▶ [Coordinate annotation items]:
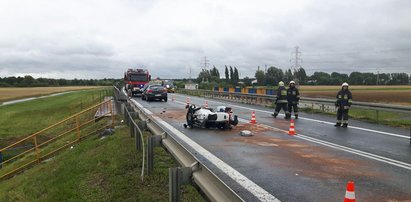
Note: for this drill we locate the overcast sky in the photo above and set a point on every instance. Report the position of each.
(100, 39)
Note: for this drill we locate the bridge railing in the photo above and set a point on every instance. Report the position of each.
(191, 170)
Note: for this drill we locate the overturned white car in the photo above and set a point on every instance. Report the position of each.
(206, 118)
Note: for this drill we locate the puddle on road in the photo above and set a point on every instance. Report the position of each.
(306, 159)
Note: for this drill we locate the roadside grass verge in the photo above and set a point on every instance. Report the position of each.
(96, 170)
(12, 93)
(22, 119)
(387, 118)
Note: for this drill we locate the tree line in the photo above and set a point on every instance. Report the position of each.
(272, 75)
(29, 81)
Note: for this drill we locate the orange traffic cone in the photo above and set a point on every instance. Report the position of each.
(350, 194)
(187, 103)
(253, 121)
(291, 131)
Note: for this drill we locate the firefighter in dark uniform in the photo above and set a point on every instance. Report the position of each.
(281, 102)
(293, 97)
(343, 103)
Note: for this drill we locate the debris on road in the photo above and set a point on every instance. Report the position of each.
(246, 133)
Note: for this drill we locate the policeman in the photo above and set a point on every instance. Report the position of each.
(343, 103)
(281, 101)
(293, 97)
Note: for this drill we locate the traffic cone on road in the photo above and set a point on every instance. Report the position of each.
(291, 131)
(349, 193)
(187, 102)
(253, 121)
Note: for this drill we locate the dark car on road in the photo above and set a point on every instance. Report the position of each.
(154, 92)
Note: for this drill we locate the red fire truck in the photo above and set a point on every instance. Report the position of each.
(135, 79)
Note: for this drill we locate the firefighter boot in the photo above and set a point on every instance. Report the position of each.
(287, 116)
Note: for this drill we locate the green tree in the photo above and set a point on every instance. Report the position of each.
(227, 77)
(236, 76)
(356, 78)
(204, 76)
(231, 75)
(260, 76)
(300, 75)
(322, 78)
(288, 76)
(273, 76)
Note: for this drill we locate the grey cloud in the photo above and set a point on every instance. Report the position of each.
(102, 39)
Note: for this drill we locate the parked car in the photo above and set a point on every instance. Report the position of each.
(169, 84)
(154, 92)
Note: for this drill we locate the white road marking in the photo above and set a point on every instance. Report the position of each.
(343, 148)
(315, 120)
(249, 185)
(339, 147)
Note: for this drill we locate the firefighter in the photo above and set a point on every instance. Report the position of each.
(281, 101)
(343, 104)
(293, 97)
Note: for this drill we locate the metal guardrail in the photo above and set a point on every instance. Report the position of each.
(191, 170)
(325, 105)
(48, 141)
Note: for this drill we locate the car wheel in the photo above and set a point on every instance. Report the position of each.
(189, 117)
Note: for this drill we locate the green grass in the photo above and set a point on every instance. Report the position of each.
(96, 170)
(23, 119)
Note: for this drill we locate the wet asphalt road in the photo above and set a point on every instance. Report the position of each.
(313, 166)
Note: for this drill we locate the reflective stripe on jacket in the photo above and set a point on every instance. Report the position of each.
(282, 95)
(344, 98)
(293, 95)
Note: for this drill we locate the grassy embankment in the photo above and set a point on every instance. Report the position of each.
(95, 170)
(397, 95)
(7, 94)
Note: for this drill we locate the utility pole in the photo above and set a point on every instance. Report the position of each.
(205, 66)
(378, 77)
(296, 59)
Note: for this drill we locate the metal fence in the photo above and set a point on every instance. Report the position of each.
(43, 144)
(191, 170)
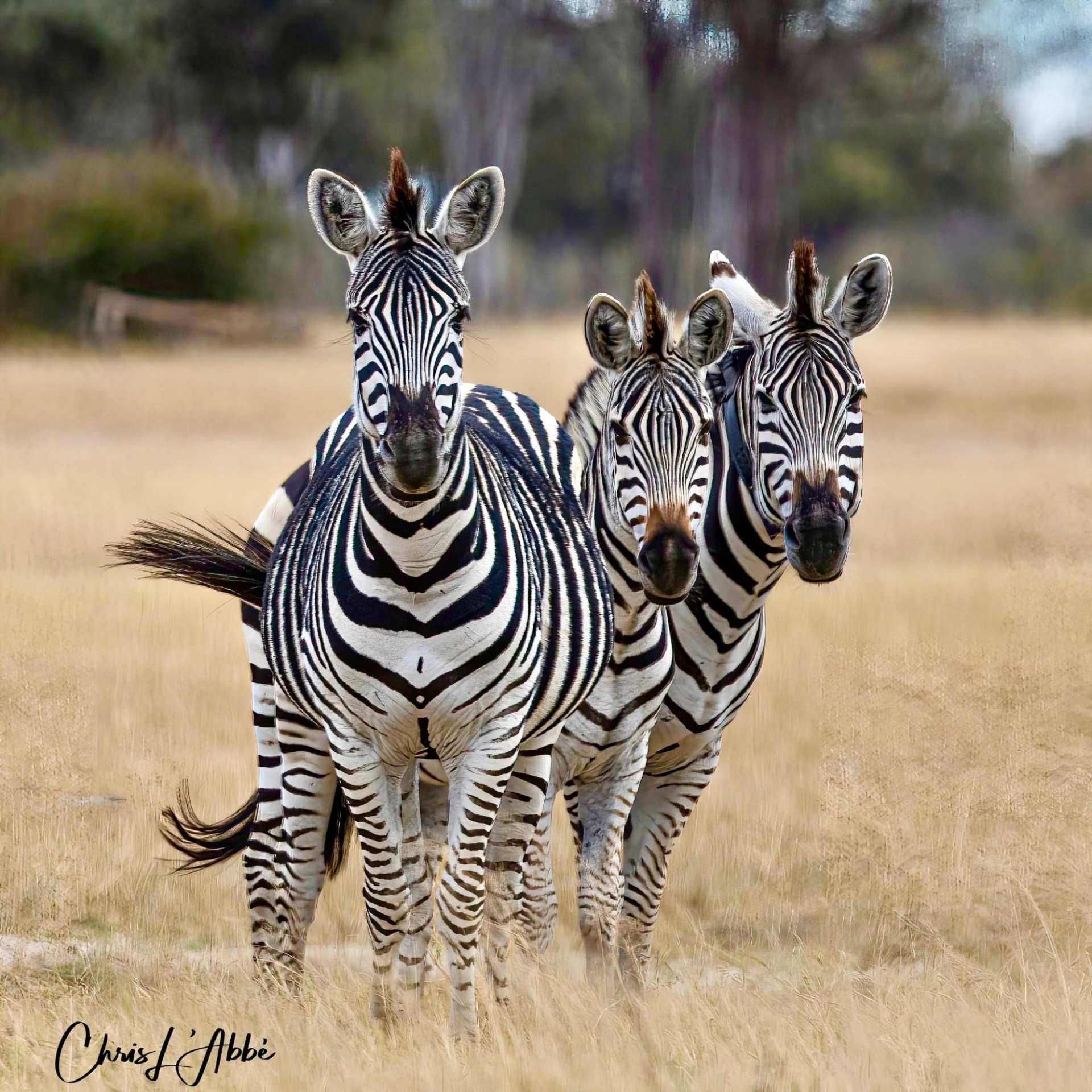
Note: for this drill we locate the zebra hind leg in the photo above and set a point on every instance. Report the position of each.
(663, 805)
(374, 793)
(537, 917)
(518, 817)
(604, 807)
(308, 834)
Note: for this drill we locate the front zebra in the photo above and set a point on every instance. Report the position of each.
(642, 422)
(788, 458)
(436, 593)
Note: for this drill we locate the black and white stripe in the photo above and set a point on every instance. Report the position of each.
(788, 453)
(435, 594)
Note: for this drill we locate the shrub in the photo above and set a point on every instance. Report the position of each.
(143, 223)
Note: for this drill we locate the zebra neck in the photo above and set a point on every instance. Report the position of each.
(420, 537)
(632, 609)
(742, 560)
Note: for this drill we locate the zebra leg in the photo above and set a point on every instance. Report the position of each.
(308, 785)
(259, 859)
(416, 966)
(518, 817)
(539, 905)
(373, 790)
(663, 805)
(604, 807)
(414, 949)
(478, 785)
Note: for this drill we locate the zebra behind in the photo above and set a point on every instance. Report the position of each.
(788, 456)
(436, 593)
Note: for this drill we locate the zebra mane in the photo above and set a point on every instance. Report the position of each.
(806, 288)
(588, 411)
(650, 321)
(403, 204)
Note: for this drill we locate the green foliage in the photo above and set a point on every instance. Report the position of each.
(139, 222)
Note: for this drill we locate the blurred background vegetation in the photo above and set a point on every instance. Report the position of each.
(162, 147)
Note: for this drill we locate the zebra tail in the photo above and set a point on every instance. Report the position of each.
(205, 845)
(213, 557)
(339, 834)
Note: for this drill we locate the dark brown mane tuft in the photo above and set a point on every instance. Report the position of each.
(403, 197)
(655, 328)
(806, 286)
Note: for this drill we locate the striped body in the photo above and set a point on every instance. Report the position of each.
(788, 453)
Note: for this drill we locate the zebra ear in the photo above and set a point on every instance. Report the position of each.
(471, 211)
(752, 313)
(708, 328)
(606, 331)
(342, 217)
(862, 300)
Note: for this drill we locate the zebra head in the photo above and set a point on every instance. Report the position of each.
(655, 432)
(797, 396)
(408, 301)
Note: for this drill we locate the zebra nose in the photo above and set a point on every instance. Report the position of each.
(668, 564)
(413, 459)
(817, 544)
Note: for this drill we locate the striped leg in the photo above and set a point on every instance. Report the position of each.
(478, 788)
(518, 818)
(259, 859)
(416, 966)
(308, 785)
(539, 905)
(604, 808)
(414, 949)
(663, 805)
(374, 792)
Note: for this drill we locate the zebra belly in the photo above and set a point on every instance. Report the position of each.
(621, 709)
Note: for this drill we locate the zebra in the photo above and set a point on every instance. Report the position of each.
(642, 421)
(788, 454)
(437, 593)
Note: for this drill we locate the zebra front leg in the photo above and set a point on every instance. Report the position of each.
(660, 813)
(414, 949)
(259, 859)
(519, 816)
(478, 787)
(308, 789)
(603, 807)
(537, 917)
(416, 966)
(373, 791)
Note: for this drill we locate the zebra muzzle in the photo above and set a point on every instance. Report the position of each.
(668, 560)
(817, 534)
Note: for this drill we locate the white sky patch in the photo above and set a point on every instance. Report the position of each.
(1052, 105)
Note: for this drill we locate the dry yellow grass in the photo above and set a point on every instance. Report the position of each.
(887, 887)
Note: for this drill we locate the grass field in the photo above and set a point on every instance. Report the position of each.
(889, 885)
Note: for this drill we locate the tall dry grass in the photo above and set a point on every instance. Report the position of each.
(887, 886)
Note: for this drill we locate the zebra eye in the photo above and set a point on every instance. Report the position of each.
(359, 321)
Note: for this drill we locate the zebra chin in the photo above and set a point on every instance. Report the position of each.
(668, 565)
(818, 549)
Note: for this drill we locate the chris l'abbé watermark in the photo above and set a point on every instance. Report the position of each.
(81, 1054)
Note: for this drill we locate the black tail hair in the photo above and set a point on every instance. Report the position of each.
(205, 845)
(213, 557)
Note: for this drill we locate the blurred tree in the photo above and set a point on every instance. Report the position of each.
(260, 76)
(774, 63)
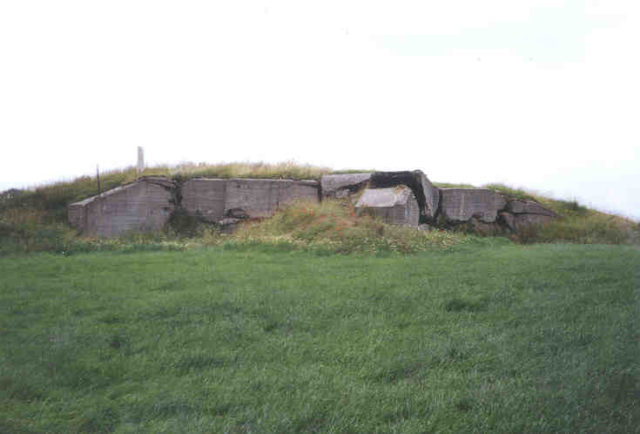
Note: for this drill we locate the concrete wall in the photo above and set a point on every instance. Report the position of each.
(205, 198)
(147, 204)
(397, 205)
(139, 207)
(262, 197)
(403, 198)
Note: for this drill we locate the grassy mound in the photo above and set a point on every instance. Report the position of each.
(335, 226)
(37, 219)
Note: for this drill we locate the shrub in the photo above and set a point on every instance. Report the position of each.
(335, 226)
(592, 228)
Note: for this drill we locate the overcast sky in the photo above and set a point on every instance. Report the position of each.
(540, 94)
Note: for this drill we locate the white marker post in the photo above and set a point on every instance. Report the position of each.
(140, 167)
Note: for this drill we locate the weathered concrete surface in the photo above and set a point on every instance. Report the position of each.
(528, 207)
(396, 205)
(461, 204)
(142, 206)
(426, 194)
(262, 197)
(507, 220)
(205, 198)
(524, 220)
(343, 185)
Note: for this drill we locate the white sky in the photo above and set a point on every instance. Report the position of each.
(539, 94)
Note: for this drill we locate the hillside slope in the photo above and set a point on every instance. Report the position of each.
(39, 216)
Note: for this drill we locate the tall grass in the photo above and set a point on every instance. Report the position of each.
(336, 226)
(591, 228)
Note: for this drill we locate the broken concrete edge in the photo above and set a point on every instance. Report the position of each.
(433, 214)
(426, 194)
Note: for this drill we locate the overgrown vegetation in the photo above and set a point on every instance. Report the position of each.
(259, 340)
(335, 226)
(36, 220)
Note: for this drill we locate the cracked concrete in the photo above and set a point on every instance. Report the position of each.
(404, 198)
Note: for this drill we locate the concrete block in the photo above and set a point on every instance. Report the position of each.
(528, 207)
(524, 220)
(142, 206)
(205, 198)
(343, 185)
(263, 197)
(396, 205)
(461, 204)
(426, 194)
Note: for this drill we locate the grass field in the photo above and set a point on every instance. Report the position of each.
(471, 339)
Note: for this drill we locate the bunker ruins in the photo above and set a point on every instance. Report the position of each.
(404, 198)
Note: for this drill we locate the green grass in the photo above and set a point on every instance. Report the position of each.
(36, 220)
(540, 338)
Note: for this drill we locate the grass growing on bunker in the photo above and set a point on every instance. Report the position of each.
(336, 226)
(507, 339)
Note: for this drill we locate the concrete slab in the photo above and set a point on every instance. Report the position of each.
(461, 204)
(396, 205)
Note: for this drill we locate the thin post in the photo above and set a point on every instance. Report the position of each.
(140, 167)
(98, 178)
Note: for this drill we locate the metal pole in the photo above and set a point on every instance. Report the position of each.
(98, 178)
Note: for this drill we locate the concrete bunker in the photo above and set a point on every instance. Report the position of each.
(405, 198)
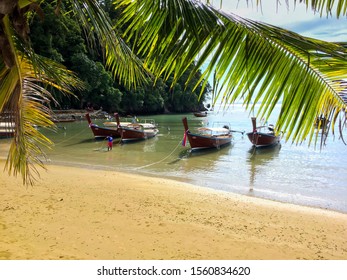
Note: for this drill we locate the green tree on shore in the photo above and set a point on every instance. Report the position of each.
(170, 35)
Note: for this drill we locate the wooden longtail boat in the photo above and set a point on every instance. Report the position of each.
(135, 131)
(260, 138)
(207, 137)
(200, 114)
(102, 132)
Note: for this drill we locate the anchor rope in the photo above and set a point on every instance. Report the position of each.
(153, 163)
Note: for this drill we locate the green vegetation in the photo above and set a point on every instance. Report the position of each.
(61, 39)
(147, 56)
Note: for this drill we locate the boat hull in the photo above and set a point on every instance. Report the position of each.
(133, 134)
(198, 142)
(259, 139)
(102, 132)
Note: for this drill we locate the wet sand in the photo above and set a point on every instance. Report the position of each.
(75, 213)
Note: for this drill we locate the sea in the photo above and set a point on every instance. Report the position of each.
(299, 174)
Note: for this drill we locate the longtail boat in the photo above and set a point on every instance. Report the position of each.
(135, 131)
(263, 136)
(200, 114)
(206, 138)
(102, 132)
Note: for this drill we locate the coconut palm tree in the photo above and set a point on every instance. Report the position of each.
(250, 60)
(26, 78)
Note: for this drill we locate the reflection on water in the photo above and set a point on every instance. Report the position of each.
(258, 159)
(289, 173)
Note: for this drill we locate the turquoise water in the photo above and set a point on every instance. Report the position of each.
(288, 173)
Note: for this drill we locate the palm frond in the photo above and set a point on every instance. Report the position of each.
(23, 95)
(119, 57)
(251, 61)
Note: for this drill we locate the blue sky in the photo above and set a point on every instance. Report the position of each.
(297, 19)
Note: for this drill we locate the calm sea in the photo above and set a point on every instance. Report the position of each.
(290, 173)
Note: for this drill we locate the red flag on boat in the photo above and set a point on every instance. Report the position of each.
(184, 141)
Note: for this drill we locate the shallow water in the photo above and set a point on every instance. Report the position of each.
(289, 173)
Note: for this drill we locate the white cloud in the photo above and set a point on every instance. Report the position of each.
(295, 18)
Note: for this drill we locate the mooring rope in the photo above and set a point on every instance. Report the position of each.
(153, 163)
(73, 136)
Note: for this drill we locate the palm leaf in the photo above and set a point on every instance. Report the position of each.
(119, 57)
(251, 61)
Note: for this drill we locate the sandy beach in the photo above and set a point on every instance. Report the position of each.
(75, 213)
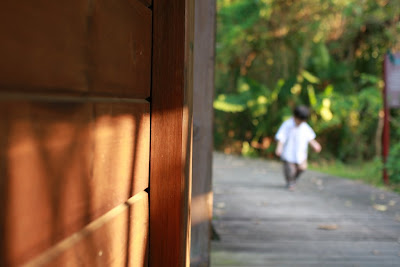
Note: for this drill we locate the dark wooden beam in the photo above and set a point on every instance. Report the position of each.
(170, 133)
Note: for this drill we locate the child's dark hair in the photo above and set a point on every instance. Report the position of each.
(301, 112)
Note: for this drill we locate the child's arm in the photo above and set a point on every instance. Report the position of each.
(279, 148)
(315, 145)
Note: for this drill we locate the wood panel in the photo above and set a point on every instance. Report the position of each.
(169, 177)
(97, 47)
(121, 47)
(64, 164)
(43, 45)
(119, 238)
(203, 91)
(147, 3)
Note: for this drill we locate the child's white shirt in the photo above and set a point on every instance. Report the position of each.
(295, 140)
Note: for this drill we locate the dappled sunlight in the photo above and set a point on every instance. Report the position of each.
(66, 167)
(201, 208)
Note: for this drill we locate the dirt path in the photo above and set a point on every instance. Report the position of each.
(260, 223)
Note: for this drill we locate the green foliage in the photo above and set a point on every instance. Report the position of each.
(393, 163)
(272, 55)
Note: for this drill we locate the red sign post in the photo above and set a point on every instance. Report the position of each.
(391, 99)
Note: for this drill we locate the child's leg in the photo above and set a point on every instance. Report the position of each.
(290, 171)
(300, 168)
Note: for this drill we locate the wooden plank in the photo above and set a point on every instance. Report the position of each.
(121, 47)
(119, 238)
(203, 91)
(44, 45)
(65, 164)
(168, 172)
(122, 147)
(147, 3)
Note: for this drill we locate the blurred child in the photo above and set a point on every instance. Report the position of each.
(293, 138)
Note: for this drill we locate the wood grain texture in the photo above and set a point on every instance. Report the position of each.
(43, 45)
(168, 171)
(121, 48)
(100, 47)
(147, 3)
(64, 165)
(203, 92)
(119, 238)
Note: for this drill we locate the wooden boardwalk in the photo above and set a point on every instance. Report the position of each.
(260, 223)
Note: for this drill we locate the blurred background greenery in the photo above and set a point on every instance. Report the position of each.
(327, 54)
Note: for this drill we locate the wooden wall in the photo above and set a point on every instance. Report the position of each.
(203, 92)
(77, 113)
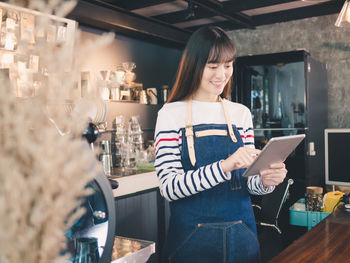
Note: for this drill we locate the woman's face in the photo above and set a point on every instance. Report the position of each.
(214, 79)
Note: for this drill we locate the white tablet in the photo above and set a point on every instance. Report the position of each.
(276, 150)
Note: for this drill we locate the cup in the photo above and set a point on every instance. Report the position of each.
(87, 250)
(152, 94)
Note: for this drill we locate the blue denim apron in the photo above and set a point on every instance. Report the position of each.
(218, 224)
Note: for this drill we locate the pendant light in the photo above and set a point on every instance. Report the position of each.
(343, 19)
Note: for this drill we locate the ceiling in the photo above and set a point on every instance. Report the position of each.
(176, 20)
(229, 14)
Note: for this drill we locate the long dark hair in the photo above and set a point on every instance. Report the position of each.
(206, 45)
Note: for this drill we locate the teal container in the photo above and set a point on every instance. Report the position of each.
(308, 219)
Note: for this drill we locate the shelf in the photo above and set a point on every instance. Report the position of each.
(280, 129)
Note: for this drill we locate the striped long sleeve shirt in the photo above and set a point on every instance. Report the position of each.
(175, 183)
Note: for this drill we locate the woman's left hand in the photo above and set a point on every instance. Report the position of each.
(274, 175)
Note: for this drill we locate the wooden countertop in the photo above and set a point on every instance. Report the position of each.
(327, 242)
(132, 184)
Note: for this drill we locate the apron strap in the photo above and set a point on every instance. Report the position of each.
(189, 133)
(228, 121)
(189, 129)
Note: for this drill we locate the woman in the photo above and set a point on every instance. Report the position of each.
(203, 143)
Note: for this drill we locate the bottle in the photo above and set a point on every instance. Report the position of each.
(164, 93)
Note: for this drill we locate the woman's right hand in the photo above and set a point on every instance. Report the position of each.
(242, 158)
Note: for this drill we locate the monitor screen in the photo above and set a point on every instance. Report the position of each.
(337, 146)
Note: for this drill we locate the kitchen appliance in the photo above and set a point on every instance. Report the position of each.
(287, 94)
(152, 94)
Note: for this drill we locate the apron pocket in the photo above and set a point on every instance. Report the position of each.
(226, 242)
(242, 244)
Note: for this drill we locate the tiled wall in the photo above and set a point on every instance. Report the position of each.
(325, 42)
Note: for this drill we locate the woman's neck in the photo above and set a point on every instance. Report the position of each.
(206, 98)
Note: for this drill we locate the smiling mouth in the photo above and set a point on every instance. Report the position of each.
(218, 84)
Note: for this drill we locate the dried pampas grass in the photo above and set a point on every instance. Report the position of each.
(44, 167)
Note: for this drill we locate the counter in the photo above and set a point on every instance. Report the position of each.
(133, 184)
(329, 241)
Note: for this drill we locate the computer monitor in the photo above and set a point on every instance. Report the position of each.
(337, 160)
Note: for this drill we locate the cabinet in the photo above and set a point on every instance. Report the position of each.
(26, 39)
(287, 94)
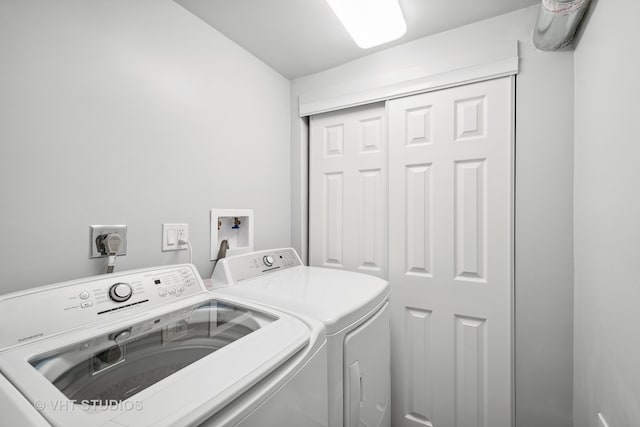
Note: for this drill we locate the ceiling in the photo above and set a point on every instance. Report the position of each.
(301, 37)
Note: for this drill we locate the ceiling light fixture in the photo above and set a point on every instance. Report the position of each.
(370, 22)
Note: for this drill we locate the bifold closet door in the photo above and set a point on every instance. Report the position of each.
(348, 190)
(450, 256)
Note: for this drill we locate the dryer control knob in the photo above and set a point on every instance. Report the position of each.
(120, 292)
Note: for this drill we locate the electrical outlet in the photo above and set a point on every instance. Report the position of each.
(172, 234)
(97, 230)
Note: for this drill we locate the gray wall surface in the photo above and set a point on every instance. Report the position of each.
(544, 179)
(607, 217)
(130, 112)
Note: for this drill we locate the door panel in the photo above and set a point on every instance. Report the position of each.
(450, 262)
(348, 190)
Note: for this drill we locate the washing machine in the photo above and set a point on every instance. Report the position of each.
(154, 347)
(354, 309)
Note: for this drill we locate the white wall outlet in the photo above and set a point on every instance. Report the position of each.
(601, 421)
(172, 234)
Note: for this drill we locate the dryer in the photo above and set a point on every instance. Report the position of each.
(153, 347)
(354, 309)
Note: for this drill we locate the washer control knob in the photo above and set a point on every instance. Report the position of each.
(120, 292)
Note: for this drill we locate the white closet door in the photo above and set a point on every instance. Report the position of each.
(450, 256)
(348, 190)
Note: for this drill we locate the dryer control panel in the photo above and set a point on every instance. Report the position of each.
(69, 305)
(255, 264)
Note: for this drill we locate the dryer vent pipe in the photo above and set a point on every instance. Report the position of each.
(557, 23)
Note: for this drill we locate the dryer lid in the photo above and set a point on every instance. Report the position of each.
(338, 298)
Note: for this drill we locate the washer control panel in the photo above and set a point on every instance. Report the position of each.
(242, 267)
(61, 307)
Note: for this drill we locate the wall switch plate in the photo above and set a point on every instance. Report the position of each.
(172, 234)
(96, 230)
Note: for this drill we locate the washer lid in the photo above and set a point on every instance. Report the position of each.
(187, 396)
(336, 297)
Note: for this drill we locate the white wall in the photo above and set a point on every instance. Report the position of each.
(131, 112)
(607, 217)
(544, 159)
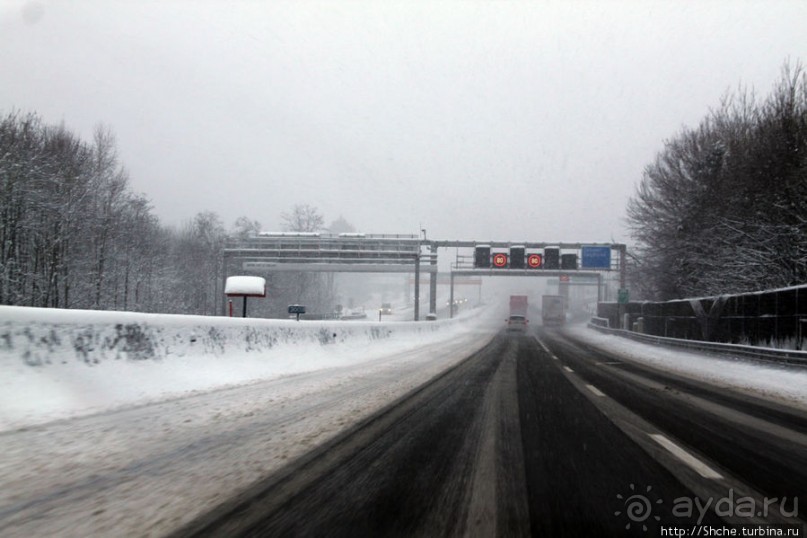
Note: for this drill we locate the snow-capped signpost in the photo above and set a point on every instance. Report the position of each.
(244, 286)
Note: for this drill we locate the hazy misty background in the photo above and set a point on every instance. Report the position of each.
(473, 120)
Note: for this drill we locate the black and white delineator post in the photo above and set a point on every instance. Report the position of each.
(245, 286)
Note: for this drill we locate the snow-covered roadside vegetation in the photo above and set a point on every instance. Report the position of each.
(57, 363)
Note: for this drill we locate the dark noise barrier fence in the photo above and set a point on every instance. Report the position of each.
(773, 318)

▶ [Short problem]: Change "barrier fence" to "sound wall" in the lines starting with the one that contains "Note: for this drill we locate the dark noise" and running through the end of the items, both ends included. Leave everything else unchanged and give back only those lines.

▶ [Output for this exercise]:
Note: for this drill we locate the dark noise sound wall in the photo above and set a point on every instance. Report the position of each.
(773, 318)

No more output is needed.